- Supplied text:

################

Blog Todo list system
Tagged: Thoughts | Posted: Sun, Jan 07, 2018
A Simple idea
Before I talk about my use of the the tool, I’d best introduce it. I use Todo.txt which is a simple concept.
The todo.txt format is a simple set of rules that make todo.txt both human and machine-readable. The format supports priorities, creation and completion dates, projects and contexts. That’s all you need to be productive.
From that premise the tools are just ways to manage text files (synched across machines) that conform to the todo.txt rules. My most used tool are the command line tools, but I also use an Android app, and an iOS app. My system is biased to me being sat at a computer when working and I find that a decent fit. You can find good write ups on the Todo.txt site and links to more resources if I haven’t scared you off with talk of the Terminal.
How I’m using it
It’s taken me a long while to feel comfortable with the application of a GTD style workflow, but with the application of the most barebones system I’m starting to feel comfortable with my method. I’m writing this post to clarify some decisions I’ve made in the last few months about how I was doing things and how I’ve made some simple rules to bring some order to my todo list and how I interact with it. Hoping that writing it down helps me stick with it, and perhaps it may be of interest to you, dear reader.

################

- Tasks and exercises:
- A) Repeat the wording of the todo list blog post from "From that premise" to "of the Terminal.".
- B) Summarize the todo list blog post in two sentences.
- C) Write the next part of the todo list blog post, picking up after its final sentence.

- Data:

################

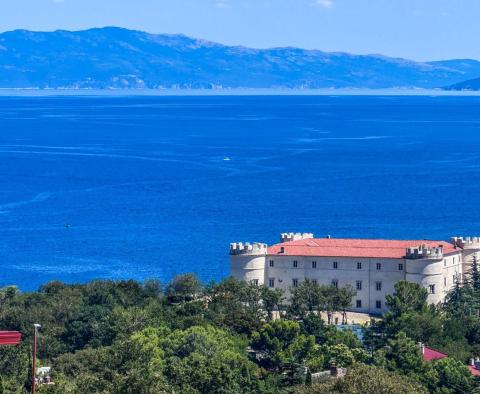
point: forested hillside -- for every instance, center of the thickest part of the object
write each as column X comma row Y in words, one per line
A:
column 129, row 337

################

- Exercise answers:
- A)
From that premise the tools are just ways to manage text files (synched across machines) that conform to the todo.txt rules. My most used tool are the command line tools, but I also use an Android app, and an iOS app. My system is biased to me being sat at a computer when working and I find that a decent fit. You can find good write ups on the Todo.txt site and links to more resources if I haven’t scared you off with talk of the Terminal.

- B) The writer uses Todo.txt, a simple set of rules that makes todo lists both human and machine-readable and supports priorities, creation and completion dates, projects and contexts, managing the files mostly with command line tools alongside Android and iOS apps. After a long while, the writer has become comfortable with a GTD style workflow through this barebones system and wrote the post to clarify recent decisions and simple rules for bringing order to the todo list.

- C)
The Current State of things
To explain how I’m approaching my todo list, let’s first have a look at a selection from the list.
33 2017-11-25 dashboard improvments https://github.com/uniglam/chimera +loop @issue 34 2017-11-26 Put up pictures @diy 36 2017-12-04 form elements do not have associated labels https://github.com/uniglam/general/issues/73 +a11y @issue 40 2017-12-07 begin planning designguide work +designguide @pm 37 2017-12-07 check out https://24ways.org/2017/lint-the-web-forward-with-sonarwhal/ +performance @research 39 2017-12-07 watch some vscode videos https://code.visualstudio.com/docs/getstarted/introvideos +setup @research 42 2017-12-13 Check staff listing @issue +staff https://github.com/uniglam/pretoria/issues/33 44 2017-12-31 write article about todo list +mearso @writing due:2018-01-10 45 2018-01-01 Get glasses tightened @admin +life 46 2018-01-02 read article https://24ways.org/2017/refactoring-your-way-to-a-design-system/ +design-system @research 47 2018-01-04 create cookie documentation in designguide +designguide @documentation 48 2018-01-04 fix induction timetables in styleguide +styleguide @issue https://github.com/uniglam/styleguide/issues/271 49 2018-01-08 Add foam roller routine to fit note @exercise +life 51 2018-01-10 add update to basecamp on day work +data-lab @pm 53 2018-01-15 write about carousels in design guide +designguide @writing
When viewing the list in the terminal, it’s set up to be nicely highlighted and a little easier to read, but the basic information is
- the date of the task
- some text(where I try to be clear and use verbs)
- sometimes a url is relevant
- a tag - defined by preceeding with +
- a context - (more of which later)
- an optional due date
And that’s it. Simple enough, and I’ve been using it that way for about 4-5 years to a greater or lesser degree. When I complete a task it get’s marked as done according to the todo.txt syntax and automatically archived to a done.txt file. I have done.txt files for the last few years, and they reflect the sporadic nature my use of the system. If I was really masochistic I could review them and learn something about myself!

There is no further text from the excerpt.